Task item: Filter these entries so that only lines with the word "white" remain.

The data:
------------------------------

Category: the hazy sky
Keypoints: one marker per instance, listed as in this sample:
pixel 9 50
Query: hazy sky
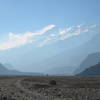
pixel 44 22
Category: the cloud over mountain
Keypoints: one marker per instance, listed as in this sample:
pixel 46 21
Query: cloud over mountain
pixel 19 39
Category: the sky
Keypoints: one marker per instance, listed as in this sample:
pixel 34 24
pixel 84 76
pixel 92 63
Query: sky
pixel 40 26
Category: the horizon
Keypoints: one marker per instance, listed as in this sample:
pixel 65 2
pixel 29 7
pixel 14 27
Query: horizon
pixel 33 32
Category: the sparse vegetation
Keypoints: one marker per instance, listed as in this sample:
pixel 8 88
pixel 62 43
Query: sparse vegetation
pixel 53 82
pixel 44 88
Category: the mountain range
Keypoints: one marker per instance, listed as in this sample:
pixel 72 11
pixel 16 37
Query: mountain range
pixel 91 71
pixel 6 71
pixel 74 57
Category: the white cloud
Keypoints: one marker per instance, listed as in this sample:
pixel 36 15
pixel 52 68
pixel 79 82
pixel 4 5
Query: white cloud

------------------------------

Answer to the problem:
Category: the white cloud
Query: white cloud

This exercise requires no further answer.